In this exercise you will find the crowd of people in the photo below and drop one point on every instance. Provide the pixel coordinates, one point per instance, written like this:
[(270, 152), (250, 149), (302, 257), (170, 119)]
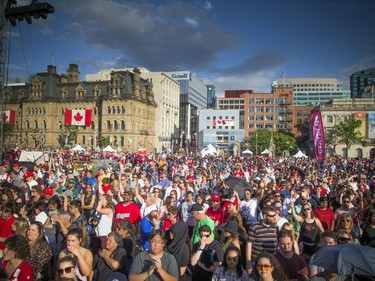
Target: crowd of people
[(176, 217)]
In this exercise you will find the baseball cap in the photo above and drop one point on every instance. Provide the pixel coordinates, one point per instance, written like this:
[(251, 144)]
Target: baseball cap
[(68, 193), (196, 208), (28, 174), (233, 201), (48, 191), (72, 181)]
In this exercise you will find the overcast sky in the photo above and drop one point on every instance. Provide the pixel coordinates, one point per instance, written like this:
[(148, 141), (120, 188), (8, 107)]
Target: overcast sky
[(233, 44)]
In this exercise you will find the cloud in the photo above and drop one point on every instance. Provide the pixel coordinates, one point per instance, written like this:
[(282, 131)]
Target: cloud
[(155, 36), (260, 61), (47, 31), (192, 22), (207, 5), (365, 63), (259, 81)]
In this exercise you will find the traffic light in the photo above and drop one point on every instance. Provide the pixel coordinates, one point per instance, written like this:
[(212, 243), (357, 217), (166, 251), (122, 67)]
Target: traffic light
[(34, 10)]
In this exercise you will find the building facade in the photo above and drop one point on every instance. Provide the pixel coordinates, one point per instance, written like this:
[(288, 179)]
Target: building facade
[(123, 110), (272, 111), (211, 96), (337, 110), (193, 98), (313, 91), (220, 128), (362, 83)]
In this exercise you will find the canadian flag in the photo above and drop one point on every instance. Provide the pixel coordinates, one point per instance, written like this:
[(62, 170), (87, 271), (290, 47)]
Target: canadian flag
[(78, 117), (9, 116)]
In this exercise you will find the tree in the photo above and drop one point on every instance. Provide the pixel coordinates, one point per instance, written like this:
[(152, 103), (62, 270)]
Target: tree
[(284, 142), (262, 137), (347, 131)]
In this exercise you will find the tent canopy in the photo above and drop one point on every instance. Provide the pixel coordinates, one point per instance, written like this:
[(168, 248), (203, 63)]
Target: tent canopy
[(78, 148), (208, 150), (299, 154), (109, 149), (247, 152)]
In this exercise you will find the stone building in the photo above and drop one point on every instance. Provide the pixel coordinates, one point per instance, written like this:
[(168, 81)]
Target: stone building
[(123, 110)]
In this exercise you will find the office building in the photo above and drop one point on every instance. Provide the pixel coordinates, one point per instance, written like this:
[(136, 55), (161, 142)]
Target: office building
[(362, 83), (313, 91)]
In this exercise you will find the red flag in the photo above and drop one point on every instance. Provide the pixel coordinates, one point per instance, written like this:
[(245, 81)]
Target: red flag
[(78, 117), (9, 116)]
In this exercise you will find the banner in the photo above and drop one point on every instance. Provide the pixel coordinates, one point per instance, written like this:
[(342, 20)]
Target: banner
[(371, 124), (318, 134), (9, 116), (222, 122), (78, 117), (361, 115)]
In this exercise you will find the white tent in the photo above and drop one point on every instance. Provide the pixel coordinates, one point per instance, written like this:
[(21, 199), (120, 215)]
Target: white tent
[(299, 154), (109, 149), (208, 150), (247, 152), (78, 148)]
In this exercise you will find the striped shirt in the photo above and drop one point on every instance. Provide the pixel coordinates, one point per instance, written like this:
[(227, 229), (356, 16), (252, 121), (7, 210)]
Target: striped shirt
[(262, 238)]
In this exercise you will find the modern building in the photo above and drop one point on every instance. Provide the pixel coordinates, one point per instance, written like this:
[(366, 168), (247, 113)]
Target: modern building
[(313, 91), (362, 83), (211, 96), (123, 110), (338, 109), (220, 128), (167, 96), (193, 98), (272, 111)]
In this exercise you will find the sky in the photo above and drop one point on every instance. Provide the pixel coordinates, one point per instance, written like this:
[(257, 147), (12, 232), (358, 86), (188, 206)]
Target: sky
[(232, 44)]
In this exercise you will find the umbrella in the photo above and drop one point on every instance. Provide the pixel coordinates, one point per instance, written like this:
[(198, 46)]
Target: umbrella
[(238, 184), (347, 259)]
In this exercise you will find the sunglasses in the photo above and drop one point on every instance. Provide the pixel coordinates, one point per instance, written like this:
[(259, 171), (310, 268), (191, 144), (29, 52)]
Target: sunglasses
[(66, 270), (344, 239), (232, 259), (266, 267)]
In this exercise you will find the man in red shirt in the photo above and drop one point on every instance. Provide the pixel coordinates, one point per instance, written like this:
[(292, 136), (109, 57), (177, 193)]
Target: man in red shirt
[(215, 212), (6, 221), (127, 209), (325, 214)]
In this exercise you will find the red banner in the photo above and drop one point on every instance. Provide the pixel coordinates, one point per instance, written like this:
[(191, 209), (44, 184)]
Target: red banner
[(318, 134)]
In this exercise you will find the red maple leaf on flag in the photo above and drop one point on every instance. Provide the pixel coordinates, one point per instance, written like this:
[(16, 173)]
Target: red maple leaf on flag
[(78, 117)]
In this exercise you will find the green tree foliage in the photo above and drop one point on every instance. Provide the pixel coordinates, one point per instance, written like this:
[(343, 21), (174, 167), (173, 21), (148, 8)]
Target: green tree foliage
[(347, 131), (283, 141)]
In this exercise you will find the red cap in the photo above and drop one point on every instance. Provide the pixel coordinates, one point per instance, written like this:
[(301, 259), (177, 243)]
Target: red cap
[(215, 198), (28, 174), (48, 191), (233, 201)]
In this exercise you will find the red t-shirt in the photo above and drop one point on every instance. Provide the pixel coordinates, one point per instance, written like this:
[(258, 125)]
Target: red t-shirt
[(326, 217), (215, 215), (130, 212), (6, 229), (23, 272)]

^^^^^^^^^^^^^^^^

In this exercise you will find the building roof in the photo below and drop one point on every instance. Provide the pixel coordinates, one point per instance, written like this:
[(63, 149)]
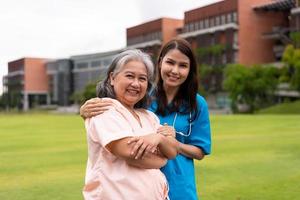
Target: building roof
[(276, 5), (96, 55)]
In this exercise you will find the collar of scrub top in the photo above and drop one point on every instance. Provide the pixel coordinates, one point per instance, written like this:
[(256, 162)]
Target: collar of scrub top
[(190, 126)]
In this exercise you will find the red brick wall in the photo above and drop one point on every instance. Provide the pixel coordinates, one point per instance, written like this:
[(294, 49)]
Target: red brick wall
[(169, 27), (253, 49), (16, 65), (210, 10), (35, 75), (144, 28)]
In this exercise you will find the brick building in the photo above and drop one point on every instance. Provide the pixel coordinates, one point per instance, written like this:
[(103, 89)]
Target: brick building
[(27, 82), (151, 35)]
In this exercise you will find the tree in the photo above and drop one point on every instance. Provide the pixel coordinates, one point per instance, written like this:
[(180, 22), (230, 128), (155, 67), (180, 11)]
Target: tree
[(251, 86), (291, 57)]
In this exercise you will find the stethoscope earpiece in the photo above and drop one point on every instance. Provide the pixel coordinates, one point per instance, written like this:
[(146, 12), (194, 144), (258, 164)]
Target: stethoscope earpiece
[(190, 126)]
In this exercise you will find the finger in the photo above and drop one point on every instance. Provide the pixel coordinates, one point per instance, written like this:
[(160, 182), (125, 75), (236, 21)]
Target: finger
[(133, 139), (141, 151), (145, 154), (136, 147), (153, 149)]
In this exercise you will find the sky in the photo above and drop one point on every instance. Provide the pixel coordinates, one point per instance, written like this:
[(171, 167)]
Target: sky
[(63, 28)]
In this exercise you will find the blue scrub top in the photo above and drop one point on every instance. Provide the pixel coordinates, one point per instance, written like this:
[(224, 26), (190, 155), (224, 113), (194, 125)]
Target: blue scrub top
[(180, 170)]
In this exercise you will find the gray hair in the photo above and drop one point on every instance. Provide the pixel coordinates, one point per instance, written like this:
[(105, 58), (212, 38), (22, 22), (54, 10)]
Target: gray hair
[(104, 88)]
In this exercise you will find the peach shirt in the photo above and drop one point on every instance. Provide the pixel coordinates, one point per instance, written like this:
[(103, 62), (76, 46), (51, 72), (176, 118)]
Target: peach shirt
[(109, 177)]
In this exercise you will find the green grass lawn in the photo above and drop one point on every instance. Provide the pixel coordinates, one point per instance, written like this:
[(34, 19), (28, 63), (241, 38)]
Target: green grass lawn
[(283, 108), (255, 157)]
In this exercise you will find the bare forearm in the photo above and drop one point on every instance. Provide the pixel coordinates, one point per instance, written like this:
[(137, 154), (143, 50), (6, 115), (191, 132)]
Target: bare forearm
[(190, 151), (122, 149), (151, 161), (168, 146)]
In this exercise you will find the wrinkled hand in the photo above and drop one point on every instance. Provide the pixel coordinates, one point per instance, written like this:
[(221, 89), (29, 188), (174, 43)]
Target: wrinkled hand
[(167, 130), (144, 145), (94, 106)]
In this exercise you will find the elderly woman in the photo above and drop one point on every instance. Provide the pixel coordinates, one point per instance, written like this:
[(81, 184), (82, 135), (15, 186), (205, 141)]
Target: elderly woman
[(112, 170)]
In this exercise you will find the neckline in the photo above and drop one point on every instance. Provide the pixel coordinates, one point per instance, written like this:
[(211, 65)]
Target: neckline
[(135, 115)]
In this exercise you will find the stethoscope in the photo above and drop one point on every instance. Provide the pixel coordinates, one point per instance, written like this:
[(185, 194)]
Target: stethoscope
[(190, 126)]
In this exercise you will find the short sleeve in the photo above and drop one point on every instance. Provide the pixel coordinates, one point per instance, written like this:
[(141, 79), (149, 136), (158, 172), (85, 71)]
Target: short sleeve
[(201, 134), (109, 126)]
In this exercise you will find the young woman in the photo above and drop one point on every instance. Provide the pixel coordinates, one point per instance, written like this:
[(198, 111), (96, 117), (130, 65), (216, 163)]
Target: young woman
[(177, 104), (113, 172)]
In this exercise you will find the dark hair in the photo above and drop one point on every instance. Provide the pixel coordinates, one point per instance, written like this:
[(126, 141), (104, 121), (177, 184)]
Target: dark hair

^^^^^^^^^^^^^^^^

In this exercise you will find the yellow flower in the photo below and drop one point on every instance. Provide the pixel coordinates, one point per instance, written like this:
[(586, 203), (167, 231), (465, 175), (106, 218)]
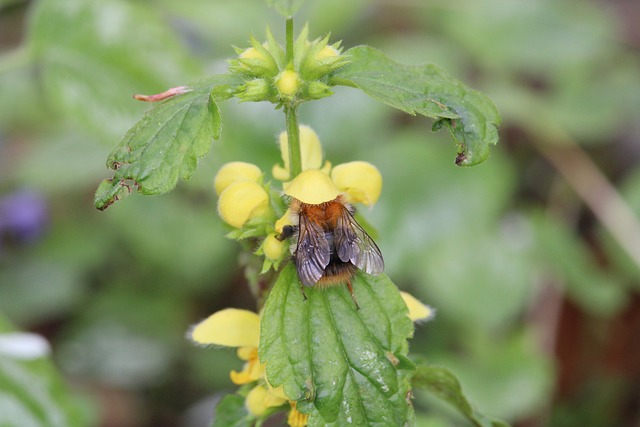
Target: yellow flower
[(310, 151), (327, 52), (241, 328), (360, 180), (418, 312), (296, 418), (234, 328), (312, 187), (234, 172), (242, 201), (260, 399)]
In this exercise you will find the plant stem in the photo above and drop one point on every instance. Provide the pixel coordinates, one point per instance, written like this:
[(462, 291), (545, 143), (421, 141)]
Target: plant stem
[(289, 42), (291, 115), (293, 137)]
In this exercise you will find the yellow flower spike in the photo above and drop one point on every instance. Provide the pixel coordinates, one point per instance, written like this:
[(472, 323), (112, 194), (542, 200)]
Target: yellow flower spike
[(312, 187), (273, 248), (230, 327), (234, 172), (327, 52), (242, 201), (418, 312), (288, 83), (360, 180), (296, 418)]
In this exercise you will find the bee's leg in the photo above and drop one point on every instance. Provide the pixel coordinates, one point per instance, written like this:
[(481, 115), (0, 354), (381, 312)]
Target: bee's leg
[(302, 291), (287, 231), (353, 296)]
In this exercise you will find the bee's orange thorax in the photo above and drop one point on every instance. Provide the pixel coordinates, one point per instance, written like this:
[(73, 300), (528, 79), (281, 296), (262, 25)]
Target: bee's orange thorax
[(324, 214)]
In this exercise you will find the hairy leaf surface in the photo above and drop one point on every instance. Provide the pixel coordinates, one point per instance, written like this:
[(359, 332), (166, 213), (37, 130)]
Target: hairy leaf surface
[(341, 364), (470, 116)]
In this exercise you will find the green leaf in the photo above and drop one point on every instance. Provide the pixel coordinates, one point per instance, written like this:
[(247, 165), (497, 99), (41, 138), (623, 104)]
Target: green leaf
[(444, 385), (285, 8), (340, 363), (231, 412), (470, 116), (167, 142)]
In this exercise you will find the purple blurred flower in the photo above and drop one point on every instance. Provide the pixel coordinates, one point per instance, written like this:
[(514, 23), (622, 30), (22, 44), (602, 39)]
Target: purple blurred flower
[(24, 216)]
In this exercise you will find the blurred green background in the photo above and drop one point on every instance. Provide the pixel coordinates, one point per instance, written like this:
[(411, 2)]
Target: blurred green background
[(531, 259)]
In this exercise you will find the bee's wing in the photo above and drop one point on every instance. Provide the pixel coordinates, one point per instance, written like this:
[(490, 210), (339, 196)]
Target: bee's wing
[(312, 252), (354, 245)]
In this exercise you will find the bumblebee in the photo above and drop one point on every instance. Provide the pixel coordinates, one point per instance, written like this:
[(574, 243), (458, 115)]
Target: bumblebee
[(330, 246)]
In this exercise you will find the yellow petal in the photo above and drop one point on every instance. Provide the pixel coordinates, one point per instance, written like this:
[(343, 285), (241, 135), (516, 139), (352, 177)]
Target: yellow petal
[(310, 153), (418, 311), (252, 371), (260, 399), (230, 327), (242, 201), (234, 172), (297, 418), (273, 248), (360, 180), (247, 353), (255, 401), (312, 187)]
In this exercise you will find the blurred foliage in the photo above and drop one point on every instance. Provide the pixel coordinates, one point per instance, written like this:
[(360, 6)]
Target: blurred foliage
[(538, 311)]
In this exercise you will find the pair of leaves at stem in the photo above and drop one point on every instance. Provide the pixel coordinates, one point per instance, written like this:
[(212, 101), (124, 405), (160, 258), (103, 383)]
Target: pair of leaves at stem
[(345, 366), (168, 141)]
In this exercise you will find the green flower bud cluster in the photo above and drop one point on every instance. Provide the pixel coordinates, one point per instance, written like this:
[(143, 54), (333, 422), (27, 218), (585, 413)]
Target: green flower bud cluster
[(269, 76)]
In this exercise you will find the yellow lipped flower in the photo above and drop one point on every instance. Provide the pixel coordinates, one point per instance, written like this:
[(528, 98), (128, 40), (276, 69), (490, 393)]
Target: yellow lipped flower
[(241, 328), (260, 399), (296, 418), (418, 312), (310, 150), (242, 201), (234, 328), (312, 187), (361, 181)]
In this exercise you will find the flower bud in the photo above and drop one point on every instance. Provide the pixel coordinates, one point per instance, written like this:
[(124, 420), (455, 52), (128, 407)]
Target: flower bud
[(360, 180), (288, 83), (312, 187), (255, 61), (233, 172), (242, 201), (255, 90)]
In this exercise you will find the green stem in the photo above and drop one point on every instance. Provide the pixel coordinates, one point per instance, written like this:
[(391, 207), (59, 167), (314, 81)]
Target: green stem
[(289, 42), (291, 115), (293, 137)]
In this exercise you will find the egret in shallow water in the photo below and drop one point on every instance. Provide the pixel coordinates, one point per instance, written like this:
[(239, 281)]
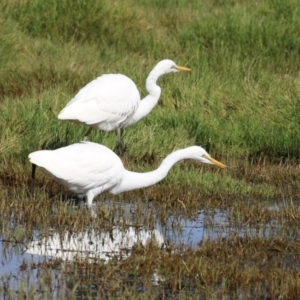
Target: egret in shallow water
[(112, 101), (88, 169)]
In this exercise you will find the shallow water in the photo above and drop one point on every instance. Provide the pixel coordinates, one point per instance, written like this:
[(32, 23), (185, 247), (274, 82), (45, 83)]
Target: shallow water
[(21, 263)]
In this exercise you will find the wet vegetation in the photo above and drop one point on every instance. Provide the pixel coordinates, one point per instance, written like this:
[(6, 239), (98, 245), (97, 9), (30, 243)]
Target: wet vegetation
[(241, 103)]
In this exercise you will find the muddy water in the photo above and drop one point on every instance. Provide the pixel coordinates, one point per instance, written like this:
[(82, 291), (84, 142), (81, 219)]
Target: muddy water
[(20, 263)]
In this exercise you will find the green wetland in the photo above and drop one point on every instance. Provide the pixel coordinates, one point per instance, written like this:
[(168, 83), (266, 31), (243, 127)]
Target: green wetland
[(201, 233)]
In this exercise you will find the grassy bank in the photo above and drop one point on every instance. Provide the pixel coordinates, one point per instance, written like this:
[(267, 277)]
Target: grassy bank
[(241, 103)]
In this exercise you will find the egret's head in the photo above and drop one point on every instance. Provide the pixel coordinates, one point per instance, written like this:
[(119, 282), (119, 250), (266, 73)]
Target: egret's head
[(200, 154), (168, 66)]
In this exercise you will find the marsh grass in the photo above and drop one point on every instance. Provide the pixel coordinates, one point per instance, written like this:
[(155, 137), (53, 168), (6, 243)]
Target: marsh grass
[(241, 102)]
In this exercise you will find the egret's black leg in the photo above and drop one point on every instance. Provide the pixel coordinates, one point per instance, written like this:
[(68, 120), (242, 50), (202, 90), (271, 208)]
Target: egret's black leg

^^^^^^^^^^^^^^^^

Where a line above holds the string "dark", copy that line.

### YOUR RESPONSE
In this exercise you will find the dark hair in the photo above and drop one point on every instance. Provide the pixel coordinates, one point per instance, written like this:
Target: dark hair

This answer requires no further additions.